### Description of the task
From the line that includes "Note: mark the glossy" down to the final line of the data below, copy every line exactly and leave the rest out.

╔══

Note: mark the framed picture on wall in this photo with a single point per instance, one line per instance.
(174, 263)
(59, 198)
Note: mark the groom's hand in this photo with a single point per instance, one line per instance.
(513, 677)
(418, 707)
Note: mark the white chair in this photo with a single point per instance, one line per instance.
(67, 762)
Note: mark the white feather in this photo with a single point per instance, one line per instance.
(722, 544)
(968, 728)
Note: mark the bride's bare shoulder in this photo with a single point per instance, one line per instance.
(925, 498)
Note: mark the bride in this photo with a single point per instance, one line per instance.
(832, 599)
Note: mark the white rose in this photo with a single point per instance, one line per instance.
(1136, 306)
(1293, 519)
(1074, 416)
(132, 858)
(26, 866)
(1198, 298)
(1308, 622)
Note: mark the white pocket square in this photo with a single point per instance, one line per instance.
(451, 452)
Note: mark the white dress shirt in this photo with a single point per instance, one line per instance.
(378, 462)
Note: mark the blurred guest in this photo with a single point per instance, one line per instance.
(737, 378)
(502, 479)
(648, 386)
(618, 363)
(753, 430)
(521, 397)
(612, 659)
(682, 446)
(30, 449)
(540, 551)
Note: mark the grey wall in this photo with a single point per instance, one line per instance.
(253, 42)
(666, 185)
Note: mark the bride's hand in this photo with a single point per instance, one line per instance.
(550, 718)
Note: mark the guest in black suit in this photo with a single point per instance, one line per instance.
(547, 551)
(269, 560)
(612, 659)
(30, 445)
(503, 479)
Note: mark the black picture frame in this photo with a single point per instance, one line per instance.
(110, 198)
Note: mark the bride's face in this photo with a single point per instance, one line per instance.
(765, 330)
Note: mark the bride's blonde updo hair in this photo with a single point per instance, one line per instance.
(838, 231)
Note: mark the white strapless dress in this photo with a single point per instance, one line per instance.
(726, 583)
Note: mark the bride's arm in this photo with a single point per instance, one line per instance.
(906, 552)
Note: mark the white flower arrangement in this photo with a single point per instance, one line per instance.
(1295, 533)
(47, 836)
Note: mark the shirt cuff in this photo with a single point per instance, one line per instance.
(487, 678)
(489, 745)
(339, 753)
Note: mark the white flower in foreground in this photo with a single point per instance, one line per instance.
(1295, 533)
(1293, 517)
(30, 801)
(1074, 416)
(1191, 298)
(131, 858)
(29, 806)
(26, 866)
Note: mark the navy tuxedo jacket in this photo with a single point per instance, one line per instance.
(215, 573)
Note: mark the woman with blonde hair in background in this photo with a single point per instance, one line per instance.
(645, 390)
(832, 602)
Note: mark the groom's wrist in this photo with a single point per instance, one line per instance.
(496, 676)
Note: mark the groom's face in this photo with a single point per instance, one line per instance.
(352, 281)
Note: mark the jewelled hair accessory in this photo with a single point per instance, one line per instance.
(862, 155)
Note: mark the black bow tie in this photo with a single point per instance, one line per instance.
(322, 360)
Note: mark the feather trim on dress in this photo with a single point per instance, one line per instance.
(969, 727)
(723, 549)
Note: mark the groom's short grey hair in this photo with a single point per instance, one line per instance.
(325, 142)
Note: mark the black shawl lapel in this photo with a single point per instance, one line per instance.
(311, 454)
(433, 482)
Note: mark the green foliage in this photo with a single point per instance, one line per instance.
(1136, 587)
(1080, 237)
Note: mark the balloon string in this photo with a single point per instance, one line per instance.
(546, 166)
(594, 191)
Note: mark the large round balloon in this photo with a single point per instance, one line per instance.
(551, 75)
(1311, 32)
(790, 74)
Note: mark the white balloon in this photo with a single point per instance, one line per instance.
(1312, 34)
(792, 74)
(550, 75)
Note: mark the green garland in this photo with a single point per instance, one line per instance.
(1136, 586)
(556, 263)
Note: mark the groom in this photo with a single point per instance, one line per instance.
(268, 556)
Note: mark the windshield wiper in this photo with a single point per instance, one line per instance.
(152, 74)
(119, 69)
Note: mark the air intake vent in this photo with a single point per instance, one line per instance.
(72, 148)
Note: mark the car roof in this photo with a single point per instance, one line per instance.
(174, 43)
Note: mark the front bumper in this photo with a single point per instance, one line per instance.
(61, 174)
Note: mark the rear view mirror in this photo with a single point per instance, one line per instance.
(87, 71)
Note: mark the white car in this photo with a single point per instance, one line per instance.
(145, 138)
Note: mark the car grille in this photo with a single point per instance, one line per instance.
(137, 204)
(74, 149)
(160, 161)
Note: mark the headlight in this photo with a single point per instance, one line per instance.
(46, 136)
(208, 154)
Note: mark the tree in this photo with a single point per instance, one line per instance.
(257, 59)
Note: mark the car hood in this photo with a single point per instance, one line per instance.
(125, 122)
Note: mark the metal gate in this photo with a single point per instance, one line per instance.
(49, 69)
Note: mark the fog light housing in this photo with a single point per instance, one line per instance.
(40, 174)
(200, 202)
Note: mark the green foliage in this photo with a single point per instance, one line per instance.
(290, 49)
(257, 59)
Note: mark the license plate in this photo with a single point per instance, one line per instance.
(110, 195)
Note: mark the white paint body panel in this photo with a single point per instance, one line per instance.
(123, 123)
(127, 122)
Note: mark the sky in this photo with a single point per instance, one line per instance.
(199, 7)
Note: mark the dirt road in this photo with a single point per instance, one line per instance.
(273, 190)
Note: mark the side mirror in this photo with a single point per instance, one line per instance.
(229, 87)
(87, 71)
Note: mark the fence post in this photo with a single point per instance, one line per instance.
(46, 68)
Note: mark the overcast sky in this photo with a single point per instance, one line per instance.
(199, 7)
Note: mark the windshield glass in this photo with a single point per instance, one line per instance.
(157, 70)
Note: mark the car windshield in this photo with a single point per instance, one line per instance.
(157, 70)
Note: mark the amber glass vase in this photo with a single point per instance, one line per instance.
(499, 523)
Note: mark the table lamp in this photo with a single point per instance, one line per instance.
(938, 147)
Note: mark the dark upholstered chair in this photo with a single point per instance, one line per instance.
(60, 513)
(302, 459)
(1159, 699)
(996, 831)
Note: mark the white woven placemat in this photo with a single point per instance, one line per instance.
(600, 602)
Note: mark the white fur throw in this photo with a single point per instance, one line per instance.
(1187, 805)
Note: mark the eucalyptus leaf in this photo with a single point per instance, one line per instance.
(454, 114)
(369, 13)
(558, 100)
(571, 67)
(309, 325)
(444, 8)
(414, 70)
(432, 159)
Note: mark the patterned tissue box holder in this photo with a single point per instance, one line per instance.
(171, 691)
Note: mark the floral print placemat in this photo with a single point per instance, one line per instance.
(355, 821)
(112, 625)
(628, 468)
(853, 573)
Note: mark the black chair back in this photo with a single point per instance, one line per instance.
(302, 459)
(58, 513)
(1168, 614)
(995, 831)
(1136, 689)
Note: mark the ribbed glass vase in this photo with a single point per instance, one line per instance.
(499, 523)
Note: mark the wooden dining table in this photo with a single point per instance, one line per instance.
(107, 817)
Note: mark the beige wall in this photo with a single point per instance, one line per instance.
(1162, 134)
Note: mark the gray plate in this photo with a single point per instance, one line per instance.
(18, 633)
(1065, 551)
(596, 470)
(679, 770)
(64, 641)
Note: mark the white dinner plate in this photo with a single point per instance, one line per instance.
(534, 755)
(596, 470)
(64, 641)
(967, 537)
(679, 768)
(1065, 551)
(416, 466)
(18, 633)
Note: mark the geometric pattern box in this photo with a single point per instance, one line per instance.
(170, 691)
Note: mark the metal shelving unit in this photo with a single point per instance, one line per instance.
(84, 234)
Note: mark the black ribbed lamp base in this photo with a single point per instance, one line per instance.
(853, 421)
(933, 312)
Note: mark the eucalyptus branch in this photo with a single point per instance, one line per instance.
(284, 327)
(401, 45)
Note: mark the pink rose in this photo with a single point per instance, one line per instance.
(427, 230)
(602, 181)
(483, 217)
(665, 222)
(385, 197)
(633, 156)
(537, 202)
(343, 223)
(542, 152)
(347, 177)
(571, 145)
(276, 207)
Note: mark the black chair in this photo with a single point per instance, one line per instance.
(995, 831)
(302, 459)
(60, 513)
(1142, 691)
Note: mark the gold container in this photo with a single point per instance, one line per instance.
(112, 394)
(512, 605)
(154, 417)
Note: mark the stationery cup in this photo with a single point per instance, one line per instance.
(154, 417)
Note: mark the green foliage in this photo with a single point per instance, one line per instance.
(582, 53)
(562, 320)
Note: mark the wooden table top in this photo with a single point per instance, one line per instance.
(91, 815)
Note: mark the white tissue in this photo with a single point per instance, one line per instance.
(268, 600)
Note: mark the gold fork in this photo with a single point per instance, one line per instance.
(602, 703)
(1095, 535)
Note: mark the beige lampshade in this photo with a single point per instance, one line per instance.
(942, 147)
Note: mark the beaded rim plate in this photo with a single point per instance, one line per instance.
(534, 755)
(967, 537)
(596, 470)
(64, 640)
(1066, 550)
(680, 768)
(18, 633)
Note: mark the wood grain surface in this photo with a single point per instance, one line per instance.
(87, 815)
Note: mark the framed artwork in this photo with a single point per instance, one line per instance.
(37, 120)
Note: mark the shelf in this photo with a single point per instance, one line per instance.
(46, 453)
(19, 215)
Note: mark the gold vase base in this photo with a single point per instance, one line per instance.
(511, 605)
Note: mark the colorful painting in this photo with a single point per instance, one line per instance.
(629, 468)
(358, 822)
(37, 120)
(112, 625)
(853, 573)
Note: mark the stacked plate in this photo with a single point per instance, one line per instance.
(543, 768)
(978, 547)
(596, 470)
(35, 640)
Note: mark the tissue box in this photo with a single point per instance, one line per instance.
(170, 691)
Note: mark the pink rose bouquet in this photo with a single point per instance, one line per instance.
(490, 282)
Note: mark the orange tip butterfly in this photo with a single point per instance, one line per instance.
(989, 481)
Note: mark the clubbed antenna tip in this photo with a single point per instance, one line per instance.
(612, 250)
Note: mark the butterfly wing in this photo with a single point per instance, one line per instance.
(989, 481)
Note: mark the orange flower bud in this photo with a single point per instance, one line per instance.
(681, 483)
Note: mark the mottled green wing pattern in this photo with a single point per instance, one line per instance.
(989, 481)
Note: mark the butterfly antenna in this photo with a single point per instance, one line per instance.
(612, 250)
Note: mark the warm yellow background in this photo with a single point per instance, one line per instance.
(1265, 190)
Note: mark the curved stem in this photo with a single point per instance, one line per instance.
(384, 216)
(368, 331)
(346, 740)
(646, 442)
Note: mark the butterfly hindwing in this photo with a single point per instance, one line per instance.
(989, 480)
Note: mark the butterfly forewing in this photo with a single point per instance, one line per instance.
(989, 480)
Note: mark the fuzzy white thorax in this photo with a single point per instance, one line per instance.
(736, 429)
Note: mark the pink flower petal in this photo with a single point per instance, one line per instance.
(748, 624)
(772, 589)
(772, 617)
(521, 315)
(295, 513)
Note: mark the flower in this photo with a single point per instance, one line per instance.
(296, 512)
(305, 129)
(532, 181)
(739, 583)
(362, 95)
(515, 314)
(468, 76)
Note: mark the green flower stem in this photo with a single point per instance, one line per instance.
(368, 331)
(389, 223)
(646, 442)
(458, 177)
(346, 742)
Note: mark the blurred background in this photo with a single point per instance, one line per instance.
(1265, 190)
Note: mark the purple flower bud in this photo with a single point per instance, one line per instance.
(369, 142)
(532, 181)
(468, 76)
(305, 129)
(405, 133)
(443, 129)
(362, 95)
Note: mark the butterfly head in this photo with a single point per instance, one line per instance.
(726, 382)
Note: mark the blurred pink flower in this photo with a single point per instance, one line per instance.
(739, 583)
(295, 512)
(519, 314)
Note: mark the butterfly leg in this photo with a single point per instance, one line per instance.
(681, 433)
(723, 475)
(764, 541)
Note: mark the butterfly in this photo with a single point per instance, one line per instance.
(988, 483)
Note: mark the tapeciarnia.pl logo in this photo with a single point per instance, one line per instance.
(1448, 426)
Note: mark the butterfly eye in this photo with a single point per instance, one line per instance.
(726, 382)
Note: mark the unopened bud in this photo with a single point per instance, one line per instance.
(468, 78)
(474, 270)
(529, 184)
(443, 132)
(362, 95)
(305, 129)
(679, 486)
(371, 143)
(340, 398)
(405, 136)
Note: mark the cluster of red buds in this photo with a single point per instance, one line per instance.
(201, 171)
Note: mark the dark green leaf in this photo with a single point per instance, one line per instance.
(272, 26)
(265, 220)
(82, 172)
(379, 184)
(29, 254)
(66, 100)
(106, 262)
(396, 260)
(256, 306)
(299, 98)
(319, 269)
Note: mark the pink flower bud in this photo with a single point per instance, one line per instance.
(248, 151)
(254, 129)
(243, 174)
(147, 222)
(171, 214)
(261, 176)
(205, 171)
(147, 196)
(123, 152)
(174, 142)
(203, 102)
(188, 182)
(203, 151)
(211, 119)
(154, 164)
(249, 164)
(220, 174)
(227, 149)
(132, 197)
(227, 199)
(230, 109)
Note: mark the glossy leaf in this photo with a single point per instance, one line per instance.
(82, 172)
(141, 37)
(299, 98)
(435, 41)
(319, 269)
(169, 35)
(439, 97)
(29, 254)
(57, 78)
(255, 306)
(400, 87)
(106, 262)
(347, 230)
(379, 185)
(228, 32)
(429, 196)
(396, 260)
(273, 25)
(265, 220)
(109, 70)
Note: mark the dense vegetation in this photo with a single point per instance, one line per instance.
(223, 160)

╚══

### Task result
Note: mark the glossy leaf in this photo with a single point per instance, one line per instance.
(82, 172)
(141, 37)
(299, 98)
(435, 41)
(319, 269)
(169, 35)
(439, 97)
(29, 254)
(57, 78)
(255, 306)
(400, 87)
(106, 262)
(347, 230)
(379, 185)
(228, 32)
(429, 196)
(396, 260)
(273, 25)
(265, 220)
(109, 70)
Note: mark the dense vegetation in this photo with a single point per instance, one line per instance.
(223, 160)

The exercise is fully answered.